(Dataset entries)

============================================================

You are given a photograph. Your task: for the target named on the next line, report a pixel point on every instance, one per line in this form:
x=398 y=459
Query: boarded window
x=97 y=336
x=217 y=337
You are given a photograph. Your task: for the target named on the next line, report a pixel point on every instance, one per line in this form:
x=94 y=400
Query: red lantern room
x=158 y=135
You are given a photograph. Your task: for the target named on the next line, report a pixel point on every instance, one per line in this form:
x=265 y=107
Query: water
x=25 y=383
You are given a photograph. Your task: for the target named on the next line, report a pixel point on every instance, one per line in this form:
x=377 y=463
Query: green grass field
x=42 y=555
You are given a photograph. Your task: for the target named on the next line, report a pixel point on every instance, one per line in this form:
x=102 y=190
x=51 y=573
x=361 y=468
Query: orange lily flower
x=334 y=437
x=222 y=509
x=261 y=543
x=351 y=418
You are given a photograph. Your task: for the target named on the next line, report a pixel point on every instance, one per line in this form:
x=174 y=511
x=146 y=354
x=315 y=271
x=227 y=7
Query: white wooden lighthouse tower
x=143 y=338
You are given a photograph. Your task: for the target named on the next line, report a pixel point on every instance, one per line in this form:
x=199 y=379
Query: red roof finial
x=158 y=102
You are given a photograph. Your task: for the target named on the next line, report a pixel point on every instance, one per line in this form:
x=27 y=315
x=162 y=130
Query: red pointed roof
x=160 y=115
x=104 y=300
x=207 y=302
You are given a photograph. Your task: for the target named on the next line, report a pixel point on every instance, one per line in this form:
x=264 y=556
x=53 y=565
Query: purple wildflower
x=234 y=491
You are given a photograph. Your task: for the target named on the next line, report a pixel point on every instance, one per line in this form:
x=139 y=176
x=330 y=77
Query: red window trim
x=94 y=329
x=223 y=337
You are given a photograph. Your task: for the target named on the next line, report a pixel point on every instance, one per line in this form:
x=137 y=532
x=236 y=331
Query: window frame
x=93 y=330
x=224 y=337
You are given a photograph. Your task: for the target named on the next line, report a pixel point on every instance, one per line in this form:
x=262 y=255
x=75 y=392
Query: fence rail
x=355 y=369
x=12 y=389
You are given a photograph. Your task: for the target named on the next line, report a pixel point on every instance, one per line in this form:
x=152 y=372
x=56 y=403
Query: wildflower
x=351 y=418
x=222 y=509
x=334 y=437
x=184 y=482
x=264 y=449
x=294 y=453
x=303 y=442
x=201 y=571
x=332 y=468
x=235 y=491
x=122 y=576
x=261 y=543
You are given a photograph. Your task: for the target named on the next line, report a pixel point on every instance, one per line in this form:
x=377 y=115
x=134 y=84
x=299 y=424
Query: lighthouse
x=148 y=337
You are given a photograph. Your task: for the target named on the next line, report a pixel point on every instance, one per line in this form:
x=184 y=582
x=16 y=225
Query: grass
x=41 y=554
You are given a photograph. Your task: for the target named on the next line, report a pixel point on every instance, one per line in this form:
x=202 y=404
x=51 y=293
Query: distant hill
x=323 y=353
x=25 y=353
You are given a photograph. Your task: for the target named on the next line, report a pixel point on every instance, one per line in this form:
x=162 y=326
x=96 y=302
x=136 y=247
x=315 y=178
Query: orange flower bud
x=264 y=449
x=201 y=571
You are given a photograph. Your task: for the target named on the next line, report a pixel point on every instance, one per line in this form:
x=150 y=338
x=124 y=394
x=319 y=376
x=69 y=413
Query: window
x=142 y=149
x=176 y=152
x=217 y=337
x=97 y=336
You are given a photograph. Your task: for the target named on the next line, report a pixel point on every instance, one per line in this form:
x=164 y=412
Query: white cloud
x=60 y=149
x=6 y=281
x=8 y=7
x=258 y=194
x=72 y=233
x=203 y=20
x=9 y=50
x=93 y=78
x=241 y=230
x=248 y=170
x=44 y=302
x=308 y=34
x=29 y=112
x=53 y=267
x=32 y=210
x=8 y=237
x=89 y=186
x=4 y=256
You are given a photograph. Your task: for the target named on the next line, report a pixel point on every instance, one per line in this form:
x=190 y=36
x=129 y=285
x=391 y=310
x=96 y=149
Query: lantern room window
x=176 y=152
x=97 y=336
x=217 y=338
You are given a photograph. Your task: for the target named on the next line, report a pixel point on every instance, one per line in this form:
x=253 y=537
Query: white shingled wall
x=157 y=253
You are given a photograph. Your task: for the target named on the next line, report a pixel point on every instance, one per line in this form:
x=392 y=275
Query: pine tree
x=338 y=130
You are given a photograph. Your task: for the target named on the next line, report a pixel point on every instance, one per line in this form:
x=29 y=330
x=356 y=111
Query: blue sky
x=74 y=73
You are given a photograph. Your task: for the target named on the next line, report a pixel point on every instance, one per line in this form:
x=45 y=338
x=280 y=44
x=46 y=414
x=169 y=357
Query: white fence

============================================================

Directions for this task:
The records above should be copied out again in full, exactly as they appear.

Result:
You are given a photograph. Your task: for the target named on the next line, report a pixel point on every instance, one per line in this form:
x=398 y=459
Query: boarded window
x=97 y=336
x=217 y=337
You are given a photograph. Your task: for the target named on the next line, report a pixel point on every instance, one per line in this form:
x=94 y=400
Query: red lantern room
x=158 y=135
You are given a photograph. Your task: for the target named on the next line, report a pixel point on every instance, one per line in this form:
x=265 y=107
Query: water
x=25 y=383
You are given a photograph. Your task: for the target named on the next line, report a pixel point on every instance, one per line in this form:
x=377 y=463
Query: green grass field
x=42 y=555
You are given a photograph. Your task: for the target named on the next line, report a pixel point on every instance, one per line in this form:
x=102 y=190
x=51 y=573
x=361 y=468
Query: orange lily flower
x=334 y=437
x=222 y=509
x=261 y=543
x=351 y=418
You are given a photograph. Your task: for the target named on the next line, report a pixel point on every instance, one per line in this form:
x=174 y=511
x=146 y=354
x=315 y=271
x=227 y=7
Query: white wooden lighthouse tower
x=143 y=338
You are given a photograph. Your task: for the target named on the next line, report a pixel point on every instance, one per line in this form:
x=199 y=379
Query: red roof finial
x=158 y=102
You are given a photograph. Your task: for the target named on the next line, report a pixel point on every instance, one per line in this form:
x=27 y=315
x=162 y=130
Query: red pointed roof
x=160 y=115
x=104 y=300
x=207 y=302
You are given a photograph. Your task: for the target named on the next line, report a pixel point on every instance, one per line in this form:
x=264 y=556
x=53 y=565
Query: purple wildflower
x=234 y=491
You are given a photograph. Your task: for the target named on the next line, report a pixel point on every instance, one per line in this form:
x=139 y=176
x=330 y=77
Query: red window trim
x=94 y=329
x=223 y=337
You are given a photograph. Your task: for the target named on the next line, report a pixel point on every instance, one per line in this form:
x=137 y=532
x=236 y=331
Query: window frame
x=93 y=330
x=224 y=337
You are given a photograph. Your task: for the target named on the next line, report a pixel point on every instance, one per line in this form:
x=262 y=255
x=75 y=392
Query: fence rail
x=355 y=369
x=12 y=389
You are given a photograph. Your task: for the target named on the next line, report a pixel point on every instance, one per line in this form:
x=152 y=372
x=56 y=403
Query: wildflower
x=351 y=418
x=222 y=509
x=334 y=437
x=184 y=482
x=264 y=449
x=294 y=453
x=303 y=442
x=201 y=571
x=332 y=468
x=235 y=491
x=122 y=576
x=261 y=543
You are given a photograph. Your task: for the target named on the next line, report a pixel point on every instance, one per line in this form:
x=377 y=115
x=134 y=84
x=299 y=424
Query: lighthouse
x=148 y=337
You are given a photograph. Your task: for the target named on the next line, report a pixel point on every instance, one per line in this form:
x=184 y=582
x=16 y=225
Query: grass
x=41 y=554
You are given a photograph. Your task: for the target named on the next line, report a pixel point on every instance, one per line in this form:
x=202 y=404
x=51 y=293
Query: distant hill
x=323 y=353
x=25 y=353
You are given a photograph. Your task: for the target named on the next line, report a pixel point on every instance, one per line in this form:
x=162 y=326
x=96 y=302
x=136 y=247
x=315 y=178
Query: orange flower bud
x=264 y=449
x=201 y=571
You are given a photograph. Your task: for the target named on the next line, report a pixel point on every instance, one per line in this form:
x=150 y=338
x=124 y=394
x=319 y=376
x=69 y=413
Query: window
x=142 y=149
x=176 y=152
x=217 y=337
x=97 y=336
You are given a photograph. Your task: for the target named on the next line, report a pixel point on every instance, one per line in this form:
x=164 y=412
Query: white cloud
x=60 y=149
x=6 y=281
x=8 y=7
x=258 y=194
x=72 y=233
x=203 y=20
x=9 y=50
x=93 y=78
x=241 y=230
x=248 y=170
x=44 y=302
x=308 y=34
x=29 y=112
x=53 y=267
x=32 y=210
x=8 y=237
x=89 y=186
x=4 y=256
You are given a photograph. Your task: for the target named on the next line, report a pixel point on every instance, one per line in this form:
x=190 y=36
x=129 y=285
x=391 y=310
x=96 y=149
Query: lantern room window
x=176 y=152
x=97 y=336
x=217 y=338
You are given a photograph. Your task: for the target named on the next line, report a pixel point on every instance, one per line in this form:
x=253 y=537
Query: white shingled wall
x=157 y=253
You are given a photograph. Your task: for the target named on the next line, report a pixel point on every instance, one per line in this form:
x=392 y=275
Query: pine tree
x=338 y=130
You are given a photograph. Your task: for the target named on the next line, report a pixel point on every instance, one per line in this form:
x=29 y=330
x=356 y=111
Query: blue sky
x=74 y=73
You are given a photograph. Your task: for the target named on the next line, report a pixel point on every instance, one per line in this form:
x=45 y=338
x=280 y=44
x=46 y=414
x=169 y=357
Query: white fence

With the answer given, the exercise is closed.